## Extrait du texte
Vous avez suivi les manifestations pendant sept mois. Quand avez-vous pris la décision d’en faire un film ?

J’essaie toujours d’économiser de l’argent. Comme je fais des films assez politiques, je voulais avoir des plans avec beaucoup de manifestants pour en faire après toutes sortes de films, même des fictions ou des films d’horreur. Pour cela, j’ai tourné ces scènes au début. Très vite, j’ai compris que les manifestations ne s’arrêtaient pas, qu’il se passait quelque chose de très spécial et que je devrais témoigner de cette situation, raconter exactement comment cela s’est passé. Aujourd’hui, ils prétendent que tout cela n’a jamais existé !

Est-ce dangereux pour vous de montrer ces images en Thaïlande ?

Je ne sais pas, mais aujourd’hui, il n’y a plus personne qui en parle. Il n’y a aucun film sur ces événements. C’est étrange. Comment est-ce possible ? Moi, je le montre. Avant de faire Bangkok Joyride, j’ai réalisé Censor Must Die, un film sur la censure de mon film d’horreur Shakespeare Must Die. À l’époque, Yingluck, en tant que Premier ministre, avait interdit la projection de Shakespear Must Die. Alors j’avais fait un film sur cette expérience horrible d’être censurée. Shakespeare Must Die est le seul film qui a été censuré au nom de la sécurité nationale. C’est complètement ridicule, parce que le film raconte l’histoire de Macbeth, une histoire enseignée dans toutes les écoles.

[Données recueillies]
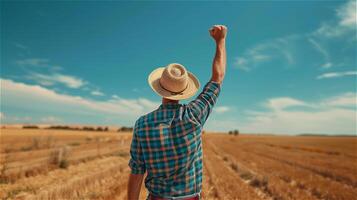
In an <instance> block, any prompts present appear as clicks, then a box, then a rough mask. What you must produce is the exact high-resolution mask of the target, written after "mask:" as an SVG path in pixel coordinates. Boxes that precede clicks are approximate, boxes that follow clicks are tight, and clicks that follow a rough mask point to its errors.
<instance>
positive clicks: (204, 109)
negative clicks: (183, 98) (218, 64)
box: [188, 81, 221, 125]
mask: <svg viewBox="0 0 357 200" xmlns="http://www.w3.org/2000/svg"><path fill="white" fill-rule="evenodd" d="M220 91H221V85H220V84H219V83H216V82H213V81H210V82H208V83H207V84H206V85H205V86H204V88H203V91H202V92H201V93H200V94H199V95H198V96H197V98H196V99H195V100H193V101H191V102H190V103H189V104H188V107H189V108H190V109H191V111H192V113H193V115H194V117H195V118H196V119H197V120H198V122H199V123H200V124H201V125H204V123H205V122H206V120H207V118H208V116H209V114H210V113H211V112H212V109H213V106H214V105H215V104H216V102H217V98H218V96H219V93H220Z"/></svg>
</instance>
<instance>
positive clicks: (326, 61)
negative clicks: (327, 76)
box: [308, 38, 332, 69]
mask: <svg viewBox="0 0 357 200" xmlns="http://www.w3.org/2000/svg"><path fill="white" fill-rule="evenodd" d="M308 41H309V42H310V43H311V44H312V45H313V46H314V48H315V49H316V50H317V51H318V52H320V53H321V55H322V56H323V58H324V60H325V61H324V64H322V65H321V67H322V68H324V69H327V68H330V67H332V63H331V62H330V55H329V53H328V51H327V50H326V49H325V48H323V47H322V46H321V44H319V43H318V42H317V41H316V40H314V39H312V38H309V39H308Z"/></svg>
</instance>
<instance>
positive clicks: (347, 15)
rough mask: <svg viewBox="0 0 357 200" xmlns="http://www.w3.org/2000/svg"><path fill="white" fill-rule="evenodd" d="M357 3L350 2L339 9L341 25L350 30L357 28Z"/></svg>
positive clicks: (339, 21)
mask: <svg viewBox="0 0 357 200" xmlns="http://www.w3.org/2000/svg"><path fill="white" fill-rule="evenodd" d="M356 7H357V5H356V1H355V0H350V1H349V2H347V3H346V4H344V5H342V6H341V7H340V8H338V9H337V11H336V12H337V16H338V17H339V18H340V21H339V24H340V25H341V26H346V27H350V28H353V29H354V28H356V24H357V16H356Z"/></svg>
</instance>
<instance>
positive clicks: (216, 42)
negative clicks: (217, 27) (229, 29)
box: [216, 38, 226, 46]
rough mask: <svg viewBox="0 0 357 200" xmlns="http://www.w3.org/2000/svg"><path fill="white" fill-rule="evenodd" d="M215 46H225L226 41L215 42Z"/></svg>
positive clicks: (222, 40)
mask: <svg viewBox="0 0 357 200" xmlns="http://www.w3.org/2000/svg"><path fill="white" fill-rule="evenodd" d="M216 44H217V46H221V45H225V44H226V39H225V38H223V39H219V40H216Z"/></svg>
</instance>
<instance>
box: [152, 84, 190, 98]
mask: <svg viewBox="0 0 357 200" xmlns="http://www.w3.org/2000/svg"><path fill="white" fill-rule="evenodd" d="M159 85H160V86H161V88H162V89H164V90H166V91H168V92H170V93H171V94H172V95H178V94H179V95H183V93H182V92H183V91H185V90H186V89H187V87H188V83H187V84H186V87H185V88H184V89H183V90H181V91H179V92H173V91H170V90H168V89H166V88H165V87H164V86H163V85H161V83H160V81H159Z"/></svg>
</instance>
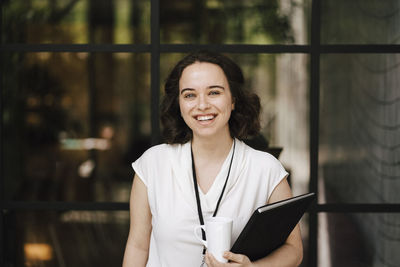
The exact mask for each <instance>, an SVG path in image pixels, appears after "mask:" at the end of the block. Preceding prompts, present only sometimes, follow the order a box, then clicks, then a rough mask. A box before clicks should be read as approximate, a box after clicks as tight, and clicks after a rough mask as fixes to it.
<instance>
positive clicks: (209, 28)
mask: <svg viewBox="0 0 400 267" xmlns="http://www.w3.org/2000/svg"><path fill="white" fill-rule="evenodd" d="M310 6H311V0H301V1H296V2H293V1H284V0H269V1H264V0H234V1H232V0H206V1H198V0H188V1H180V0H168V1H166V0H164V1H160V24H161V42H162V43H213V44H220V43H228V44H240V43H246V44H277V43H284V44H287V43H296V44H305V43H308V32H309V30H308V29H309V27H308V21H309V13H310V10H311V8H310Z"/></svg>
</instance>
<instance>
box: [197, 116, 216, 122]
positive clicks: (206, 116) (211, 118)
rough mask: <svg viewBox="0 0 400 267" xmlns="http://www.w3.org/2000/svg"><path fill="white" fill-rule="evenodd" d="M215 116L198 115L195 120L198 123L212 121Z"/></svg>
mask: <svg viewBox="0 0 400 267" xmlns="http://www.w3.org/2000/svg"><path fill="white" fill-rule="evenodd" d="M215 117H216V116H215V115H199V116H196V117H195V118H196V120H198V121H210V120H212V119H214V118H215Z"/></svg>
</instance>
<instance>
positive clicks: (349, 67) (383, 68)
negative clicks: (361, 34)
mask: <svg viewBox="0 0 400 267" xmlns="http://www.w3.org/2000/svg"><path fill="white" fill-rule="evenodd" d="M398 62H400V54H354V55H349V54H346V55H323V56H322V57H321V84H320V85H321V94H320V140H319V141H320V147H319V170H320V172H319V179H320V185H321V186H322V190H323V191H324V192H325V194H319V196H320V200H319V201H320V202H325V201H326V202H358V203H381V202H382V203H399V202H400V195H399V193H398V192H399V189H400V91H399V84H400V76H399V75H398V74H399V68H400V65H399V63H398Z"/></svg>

...

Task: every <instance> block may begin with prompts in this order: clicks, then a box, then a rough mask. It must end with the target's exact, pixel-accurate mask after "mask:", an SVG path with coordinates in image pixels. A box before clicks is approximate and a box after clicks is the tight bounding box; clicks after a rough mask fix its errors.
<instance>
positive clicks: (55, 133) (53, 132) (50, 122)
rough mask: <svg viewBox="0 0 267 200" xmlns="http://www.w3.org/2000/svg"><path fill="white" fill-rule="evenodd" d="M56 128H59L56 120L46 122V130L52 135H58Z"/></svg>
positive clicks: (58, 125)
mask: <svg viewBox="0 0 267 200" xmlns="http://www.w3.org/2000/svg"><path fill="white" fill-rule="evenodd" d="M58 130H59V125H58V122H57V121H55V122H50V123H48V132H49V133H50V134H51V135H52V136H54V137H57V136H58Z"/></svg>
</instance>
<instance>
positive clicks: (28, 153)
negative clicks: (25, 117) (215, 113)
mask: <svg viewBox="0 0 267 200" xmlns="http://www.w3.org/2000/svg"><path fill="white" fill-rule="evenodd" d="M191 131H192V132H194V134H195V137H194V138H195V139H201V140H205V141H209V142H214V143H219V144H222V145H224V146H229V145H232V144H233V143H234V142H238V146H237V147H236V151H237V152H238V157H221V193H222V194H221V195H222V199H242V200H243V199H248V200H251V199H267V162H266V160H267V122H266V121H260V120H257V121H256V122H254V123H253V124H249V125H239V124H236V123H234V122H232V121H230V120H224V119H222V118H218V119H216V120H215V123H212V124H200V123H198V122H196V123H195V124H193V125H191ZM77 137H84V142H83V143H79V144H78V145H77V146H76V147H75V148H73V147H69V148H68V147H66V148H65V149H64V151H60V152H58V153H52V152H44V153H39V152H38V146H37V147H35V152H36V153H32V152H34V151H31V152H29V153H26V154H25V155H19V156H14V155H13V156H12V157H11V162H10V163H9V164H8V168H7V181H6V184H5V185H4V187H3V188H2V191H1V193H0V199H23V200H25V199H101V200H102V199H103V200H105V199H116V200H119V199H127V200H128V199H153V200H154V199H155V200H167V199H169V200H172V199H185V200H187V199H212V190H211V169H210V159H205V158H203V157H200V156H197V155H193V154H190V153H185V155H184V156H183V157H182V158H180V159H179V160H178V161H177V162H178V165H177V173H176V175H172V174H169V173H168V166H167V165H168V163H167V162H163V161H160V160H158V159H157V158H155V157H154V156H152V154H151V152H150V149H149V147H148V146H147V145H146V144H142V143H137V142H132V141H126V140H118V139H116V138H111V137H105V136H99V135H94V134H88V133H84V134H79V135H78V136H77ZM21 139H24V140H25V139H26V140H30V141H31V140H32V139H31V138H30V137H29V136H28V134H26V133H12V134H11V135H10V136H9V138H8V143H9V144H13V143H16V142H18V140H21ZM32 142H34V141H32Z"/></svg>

...

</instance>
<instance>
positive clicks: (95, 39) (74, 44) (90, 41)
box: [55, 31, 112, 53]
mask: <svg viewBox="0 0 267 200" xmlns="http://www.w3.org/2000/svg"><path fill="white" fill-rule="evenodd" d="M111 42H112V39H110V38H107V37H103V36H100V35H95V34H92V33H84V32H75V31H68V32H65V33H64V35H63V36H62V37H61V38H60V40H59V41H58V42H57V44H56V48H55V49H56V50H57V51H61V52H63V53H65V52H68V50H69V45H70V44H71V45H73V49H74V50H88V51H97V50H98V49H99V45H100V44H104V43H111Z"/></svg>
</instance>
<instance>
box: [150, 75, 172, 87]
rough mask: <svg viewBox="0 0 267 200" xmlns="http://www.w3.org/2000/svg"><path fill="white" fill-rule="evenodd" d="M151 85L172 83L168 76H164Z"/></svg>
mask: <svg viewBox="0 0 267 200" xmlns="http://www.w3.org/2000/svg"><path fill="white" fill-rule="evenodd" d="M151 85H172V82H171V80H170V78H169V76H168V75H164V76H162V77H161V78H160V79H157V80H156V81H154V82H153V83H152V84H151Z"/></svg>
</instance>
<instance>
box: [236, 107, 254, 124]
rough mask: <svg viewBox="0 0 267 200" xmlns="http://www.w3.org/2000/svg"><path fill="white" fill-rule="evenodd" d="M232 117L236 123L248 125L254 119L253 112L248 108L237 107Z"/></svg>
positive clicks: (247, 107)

## Énoncé du problème
Prolongez l'entretien consacré aux manifestations en Thaïlande et à la censure, en reprenant juste après sa dernière phrase.

## Solution proposée
Quand le Cinéma du réel à Paris a projeté Bangkok Joyride, très peu de spectateurs étaient présents lors de la première mondiale à Paris pour voir les centaines de milliers de personnes défiler sur grand écran. Est-ce que cela vous a étonné ?

Ce film vit sa propre aventure. C’est très intéressant. Je l’ai tourné en mode minimaliste. L’équipe du film est composée d’une personne et l’équipement consistait à un iPhone ! Mais le « casting » était beaucoup plus grand que pour les films que j’ai tournés avec un gros budget ! Il y a des millions de gens sur mes images. C’est très bizarre de voir ces masses se diriger vers ma petite caméra. Et comme vous dites : la première du film avait lieu devant vingt personnes et à la fin de la projection, il n’en restait pas beaucoup…

Est-ce que cela confirme votre théorie sur le black-out des médias ?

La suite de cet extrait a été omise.